▸ **TRECHO DO TEXTO**:
● ● ● ●

A legislação brasileira acerca da renovação contratual das locações comerciais guarda extensa identidade com o estipulado no Código Comercial Francês, o que nos permite deduzir que este foi uma de suas principais fontes de inspiração. Pertinente, portanto, a comparação ora proposta.

Foi nesse sistema, denominado propriedade comercial que o legislador brasileiro procurou a inspiração para elaborar o nosso direito positivo. Semelhante na aparência, mas distinto na realidade, o direito brasileiro representa uma tentativa ousada, ao passo que o direito francês se mantém em uma atitude mais respeitosa às tradições do individualismo jurídico; enquanto o direito nacional confere uma renovação compulsória, o direito francês se limita a autorizar a renovação facultativa [22].

Contudo, o direito francês, mesmo admitindo um direito absoluto do proprietário em reaver o seu imóvel [23], possui algumas peculiaridades que não encontram correspondência em nosso sistema jurídico, e que, no entanto, conferem maior coerência, justeza e eficiência à solução do problema da renovação contratual dos contratos de locação comercial.

● ● ● ●

▸ **AMOSTRA DOS REGISTROS**:
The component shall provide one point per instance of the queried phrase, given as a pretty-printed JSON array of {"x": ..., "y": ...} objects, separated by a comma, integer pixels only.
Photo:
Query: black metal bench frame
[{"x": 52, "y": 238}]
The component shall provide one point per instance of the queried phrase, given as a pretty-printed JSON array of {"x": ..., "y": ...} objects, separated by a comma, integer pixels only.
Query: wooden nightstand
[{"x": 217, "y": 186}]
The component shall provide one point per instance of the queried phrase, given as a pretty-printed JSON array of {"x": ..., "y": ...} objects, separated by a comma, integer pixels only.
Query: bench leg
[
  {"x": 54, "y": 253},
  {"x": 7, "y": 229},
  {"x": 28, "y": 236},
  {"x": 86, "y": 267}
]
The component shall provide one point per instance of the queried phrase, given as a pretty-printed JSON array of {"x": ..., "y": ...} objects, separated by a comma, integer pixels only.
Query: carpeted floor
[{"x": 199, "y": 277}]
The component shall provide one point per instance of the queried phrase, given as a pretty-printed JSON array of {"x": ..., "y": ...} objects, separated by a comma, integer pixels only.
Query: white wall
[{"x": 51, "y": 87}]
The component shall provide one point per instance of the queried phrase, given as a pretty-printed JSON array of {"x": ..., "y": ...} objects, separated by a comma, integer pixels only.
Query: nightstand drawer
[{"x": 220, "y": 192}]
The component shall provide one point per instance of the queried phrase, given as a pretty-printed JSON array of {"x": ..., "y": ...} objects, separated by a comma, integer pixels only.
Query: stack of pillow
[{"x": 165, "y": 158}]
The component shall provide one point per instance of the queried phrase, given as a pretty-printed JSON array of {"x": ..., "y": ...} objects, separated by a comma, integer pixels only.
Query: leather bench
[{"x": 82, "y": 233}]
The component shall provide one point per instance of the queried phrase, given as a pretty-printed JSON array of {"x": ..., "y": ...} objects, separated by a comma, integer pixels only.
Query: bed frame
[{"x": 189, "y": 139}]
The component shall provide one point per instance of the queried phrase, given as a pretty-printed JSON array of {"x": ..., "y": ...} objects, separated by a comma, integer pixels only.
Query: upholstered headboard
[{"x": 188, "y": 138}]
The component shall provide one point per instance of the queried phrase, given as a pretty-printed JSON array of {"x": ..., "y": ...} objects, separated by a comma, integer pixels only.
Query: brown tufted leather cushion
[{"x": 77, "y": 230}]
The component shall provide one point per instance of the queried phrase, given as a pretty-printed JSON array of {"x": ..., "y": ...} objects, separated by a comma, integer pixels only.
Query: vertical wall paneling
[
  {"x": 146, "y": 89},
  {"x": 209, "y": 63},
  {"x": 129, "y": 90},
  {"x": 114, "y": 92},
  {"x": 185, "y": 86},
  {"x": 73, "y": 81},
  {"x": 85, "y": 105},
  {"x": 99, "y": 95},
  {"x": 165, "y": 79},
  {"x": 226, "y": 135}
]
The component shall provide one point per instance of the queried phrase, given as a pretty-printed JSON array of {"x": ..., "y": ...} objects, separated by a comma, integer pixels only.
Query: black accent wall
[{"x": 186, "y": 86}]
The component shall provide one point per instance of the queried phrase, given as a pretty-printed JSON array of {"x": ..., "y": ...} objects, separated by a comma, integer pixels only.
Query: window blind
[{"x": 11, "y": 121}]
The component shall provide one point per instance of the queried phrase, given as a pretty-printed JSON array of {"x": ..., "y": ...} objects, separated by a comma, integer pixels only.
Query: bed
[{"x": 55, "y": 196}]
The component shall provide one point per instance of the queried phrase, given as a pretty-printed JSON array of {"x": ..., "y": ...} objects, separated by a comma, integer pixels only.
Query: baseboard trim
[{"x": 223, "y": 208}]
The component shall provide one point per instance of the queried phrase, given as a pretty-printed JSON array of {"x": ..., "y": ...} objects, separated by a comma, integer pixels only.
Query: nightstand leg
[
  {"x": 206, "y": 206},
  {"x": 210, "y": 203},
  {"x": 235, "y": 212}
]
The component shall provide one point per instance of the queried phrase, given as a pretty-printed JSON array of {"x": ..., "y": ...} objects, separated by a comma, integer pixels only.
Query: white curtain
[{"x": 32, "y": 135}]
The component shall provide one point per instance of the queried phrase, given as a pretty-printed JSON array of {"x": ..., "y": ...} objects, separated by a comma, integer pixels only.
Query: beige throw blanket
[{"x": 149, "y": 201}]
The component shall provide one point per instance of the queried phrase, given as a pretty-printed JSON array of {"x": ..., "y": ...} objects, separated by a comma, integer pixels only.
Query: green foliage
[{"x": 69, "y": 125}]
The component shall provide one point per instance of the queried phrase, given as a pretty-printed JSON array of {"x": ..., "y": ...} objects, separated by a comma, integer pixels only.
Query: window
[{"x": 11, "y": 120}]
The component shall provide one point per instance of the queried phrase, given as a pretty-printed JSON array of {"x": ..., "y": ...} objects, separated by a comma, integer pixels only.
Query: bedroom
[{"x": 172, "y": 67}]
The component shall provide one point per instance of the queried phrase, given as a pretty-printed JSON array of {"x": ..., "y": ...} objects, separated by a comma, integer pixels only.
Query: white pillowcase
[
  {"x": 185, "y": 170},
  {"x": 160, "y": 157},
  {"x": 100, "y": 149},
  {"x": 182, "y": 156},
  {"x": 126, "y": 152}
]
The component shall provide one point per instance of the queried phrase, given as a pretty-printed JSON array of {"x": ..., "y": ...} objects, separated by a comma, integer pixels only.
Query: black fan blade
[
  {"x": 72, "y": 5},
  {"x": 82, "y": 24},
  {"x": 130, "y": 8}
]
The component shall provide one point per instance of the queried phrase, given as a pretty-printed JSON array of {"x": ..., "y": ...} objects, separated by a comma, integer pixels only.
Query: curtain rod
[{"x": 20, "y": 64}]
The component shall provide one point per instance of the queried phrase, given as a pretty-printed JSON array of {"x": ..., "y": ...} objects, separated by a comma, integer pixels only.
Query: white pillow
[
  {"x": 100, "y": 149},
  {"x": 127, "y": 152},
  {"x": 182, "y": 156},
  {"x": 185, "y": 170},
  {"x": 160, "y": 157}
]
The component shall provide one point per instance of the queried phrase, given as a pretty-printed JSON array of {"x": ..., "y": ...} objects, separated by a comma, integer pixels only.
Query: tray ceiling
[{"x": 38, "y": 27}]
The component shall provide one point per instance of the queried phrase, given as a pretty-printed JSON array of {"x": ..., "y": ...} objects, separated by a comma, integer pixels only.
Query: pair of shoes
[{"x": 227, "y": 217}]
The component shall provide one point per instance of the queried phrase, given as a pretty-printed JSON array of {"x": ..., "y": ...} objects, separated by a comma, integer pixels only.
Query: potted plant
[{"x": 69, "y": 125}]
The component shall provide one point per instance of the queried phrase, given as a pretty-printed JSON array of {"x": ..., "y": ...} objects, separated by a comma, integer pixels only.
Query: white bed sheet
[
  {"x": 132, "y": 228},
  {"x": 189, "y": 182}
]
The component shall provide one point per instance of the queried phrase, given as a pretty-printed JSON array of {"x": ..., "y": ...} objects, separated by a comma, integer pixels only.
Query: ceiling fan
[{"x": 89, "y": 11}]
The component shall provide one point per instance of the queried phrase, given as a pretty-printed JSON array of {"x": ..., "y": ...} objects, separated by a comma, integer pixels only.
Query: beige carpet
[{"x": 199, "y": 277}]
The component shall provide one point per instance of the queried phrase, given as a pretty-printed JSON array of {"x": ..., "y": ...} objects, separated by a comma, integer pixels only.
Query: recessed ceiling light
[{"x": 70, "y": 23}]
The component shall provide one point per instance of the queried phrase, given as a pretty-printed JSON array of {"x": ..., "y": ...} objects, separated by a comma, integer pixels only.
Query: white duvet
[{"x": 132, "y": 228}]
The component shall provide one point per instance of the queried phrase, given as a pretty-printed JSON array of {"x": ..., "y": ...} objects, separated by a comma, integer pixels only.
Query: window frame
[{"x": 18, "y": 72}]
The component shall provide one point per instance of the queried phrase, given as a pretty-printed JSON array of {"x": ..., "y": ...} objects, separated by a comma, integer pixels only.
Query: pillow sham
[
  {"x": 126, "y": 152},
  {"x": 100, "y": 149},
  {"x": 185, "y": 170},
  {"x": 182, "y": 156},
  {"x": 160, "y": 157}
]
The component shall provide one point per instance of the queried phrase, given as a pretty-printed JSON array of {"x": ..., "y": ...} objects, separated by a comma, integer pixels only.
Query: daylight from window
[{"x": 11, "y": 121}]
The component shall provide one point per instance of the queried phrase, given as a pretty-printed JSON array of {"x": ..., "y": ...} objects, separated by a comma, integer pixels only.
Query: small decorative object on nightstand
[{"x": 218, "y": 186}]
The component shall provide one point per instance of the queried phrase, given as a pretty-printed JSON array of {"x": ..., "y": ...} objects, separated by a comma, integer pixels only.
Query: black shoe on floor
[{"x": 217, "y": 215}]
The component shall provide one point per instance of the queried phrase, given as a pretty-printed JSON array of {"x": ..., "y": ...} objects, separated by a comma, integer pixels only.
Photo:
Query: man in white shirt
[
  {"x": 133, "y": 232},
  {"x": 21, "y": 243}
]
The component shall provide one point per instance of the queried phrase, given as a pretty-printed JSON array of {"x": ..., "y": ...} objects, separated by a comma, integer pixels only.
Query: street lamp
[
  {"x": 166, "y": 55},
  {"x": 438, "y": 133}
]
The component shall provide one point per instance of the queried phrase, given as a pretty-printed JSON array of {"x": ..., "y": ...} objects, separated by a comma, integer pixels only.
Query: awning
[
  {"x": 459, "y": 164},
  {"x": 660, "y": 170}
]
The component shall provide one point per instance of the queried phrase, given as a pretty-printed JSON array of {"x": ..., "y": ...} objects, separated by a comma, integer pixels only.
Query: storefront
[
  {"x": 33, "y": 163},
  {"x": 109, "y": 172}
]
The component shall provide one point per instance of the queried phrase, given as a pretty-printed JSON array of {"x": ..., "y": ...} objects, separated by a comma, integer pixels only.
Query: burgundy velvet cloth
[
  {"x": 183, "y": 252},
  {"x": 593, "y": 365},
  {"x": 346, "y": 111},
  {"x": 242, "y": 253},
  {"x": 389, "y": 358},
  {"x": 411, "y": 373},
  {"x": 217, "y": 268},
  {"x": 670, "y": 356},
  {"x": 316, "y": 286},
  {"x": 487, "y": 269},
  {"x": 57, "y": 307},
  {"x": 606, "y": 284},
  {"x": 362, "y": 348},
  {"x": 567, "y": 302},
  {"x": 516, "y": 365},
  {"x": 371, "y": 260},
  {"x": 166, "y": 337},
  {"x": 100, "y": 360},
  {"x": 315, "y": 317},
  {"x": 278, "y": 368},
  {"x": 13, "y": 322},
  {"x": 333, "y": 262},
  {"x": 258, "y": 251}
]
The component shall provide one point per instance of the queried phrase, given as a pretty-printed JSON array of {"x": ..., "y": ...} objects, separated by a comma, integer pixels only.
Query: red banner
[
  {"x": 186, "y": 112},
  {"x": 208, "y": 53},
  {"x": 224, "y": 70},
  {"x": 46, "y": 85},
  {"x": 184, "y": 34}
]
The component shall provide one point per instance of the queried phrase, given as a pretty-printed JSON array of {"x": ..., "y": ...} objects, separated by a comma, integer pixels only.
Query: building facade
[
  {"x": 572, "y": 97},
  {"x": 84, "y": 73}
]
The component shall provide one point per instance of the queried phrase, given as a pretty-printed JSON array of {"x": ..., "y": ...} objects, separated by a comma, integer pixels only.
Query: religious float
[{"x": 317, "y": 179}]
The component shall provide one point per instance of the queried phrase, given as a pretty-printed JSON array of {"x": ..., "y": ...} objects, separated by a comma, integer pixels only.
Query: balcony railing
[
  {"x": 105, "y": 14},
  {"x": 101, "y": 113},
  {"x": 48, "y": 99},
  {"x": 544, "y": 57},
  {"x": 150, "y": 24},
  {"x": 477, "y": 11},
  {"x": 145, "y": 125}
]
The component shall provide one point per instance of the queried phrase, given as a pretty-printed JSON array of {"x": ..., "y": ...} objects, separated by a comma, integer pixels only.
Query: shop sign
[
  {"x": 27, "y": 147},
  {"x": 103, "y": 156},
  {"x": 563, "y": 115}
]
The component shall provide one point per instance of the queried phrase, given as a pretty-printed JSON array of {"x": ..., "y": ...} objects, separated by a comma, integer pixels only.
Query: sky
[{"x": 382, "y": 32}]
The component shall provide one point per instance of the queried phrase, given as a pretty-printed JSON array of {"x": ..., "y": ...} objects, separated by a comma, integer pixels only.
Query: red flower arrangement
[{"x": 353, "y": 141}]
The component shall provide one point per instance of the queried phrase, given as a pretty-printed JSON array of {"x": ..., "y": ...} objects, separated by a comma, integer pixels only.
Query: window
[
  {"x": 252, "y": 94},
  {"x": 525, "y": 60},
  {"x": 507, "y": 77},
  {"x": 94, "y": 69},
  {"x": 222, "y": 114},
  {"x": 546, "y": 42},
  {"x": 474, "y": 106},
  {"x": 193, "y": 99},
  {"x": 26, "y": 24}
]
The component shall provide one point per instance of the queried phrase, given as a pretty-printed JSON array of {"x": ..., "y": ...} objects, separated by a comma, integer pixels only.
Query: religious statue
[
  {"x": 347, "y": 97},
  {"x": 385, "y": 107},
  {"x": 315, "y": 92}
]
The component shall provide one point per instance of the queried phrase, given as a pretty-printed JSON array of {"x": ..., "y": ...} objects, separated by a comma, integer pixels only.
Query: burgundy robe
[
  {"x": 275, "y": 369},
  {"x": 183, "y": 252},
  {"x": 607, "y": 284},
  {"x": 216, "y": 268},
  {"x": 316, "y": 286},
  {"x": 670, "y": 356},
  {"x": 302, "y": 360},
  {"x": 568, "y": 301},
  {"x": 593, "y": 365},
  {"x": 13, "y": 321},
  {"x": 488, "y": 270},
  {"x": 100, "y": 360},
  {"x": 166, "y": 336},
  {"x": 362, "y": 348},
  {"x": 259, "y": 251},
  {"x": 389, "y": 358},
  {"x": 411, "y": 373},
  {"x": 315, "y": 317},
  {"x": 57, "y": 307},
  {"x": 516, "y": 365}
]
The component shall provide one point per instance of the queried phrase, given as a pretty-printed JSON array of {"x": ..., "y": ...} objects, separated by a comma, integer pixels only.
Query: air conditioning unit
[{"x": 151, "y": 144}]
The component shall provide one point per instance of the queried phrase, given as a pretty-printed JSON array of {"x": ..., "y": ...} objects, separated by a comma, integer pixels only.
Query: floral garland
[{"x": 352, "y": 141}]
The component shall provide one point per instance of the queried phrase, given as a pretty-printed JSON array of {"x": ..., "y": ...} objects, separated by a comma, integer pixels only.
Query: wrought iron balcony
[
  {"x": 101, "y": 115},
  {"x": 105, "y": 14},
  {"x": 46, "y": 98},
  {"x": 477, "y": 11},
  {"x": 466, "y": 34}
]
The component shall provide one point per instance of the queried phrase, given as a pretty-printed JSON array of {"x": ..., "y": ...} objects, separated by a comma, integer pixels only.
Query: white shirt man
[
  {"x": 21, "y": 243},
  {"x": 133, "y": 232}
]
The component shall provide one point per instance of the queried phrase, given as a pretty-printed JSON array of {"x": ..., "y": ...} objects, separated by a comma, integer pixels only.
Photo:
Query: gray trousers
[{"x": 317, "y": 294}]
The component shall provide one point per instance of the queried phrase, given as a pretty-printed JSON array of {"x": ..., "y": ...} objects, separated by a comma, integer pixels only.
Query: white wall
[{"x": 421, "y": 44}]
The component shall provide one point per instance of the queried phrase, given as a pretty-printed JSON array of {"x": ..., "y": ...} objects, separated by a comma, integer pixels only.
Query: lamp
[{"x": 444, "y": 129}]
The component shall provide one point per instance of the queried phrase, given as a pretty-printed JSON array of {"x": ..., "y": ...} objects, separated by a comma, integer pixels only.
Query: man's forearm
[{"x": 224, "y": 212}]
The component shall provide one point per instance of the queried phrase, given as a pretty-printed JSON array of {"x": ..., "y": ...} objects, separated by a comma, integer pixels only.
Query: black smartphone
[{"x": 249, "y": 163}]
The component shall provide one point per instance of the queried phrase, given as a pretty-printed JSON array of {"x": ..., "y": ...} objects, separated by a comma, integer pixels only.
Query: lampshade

● ● ● ●

▸ **O QUE FAZER**:
#1 No texto sobre locações comerciais, que nome recebe o sistema francês em que o legislador brasileiro buscou inspiração?
#2 Transcreva do texto sobre locações comerciais a passagem que vai de "Foi nesse sistema, denominado" até "renovação facultativa [22].".

▸ **RESPOSTAS ESPERADAS**:
#1 Propriedade comercial.

#2
Foi nesse sistema, denominado propriedade comercial que o legislador brasileiro procurou a inspiração para elaborar o nosso direito positivo. Semelhante na aparência, mas distinto na realidade, o direito brasileiro representa uma tentativa ousada, ao passo que o direito francês se mantém em uma atitude mais respeitosa às tradições do individualismo jurídico; enquanto o direito nacional confere uma renovação compulsória, o direito francês se limita a autorizar a renovação facultativa [22].